● **Supplied data**:
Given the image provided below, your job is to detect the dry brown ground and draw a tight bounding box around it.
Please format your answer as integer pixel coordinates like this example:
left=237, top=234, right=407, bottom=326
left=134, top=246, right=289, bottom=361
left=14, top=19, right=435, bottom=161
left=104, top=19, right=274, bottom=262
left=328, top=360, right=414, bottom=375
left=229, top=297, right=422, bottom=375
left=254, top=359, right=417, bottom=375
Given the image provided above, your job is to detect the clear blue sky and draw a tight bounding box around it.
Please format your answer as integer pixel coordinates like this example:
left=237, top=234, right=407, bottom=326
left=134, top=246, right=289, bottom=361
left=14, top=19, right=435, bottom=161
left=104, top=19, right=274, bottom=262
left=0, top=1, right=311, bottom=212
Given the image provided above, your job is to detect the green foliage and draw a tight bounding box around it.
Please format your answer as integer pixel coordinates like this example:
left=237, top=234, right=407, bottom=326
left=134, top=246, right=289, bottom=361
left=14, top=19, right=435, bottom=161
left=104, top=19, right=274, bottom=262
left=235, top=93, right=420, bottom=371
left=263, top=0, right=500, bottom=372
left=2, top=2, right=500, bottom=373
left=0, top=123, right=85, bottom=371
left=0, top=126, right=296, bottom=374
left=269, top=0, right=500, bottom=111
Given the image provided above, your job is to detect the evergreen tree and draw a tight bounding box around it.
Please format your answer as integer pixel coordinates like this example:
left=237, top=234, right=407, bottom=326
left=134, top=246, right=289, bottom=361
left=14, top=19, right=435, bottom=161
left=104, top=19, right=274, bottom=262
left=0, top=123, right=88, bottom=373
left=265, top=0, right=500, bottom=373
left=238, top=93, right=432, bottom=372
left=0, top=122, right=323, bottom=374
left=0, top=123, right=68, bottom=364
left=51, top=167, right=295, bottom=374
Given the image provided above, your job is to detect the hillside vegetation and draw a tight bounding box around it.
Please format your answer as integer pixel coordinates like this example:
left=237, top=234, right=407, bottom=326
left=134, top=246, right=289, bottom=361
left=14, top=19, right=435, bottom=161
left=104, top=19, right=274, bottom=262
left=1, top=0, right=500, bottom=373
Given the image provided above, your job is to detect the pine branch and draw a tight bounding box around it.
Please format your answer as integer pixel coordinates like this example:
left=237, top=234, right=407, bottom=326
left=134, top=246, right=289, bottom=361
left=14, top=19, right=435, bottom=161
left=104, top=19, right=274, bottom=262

● **What you need to do**:
Copy every line from the records above that contains the string "around".

● **Output for this task**:
Given the image provided below, your job is to detect the dry brown ground and draw a tight bounding box around it.
Given the image provided above, your job is to detect the clear blue sky and draw a tight bounding box around it.
Given the image provided above, your job is to detect the green foliage and draw a tight bounding box around it.
Given the image provided above, your job is to detect the evergreen tree and draw a tight bounding box around it.
Given the image provided above, your job is to detect the hillside vegetation and draw a tight bounding box around it.
Given the image provided above, your job is to detect the pine branch and draw a tight bounding box around it.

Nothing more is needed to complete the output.